### WORK ORDER:
Without omitting anything, copy the data exactly.

---- THE DATA

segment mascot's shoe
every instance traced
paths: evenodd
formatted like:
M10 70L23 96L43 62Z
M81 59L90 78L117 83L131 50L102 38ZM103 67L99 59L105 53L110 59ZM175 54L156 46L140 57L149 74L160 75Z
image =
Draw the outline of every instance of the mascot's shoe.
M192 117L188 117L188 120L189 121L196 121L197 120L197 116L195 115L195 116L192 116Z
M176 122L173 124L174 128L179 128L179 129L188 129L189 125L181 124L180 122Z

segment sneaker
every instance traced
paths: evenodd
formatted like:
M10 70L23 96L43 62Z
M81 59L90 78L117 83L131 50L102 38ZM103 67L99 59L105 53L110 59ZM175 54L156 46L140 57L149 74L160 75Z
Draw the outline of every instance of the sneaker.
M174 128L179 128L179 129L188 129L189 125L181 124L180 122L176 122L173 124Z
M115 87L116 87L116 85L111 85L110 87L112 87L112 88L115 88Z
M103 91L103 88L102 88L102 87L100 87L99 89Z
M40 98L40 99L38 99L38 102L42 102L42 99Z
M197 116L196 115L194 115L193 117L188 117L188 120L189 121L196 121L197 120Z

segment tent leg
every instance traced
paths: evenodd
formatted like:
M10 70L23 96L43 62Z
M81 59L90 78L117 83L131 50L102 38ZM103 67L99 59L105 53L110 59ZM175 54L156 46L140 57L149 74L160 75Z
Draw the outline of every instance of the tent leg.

--------

### RESPONSE AREA:
segment mascot's shoe
every instance traced
paths: evenodd
formatted like:
M10 70L23 96L43 62Z
M81 59L90 78L117 83L131 50L102 38ZM103 67L99 59L105 53L110 59ZM175 54L156 46L140 57L149 74L160 75Z
image =
Draw the outline of every instance of the mascot's shoe.
M192 117L188 117L188 120L189 121L196 121L197 120L197 116L195 115L195 116L192 116Z
M176 122L173 124L174 128L179 128L179 129L188 129L189 125L181 124L180 122Z

segment sneaker
every instance traced
paths: evenodd
formatted like:
M10 70L23 96L43 62Z
M81 59L90 78L117 83L131 50L102 38ZM103 67L99 59L105 53L110 59ZM175 54L156 46L140 57L149 74L160 75Z
Draw the outline of every instance of the sneaker.
M174 128L179 128L179 129L188 129L189 125L181 124L180 122L176 122L173 124Z
M115 87L116 87L116 85L111 85L110 87L112 87L112 88L115 88Z
M103 91L103 88L102 88L102 87L100 87L99 89Z
M40 98L40 99L38 99L38 102L42 102L42 99Z
M197 116L196 115L194 115L193 117L188 117L188 120L189 121L196 121L197 120Z

segment tent leg
every instance traced
paths: evenodd
formatted like:
M10 70L23 96L43 62Z
M81 59L90 78L117 83L131 50L102 38ZM103 67L99 59L105 53L110 59ZM175 54L156 46L140 57L149 74L160 75Z
Draw the outline of every instance of the tent leg.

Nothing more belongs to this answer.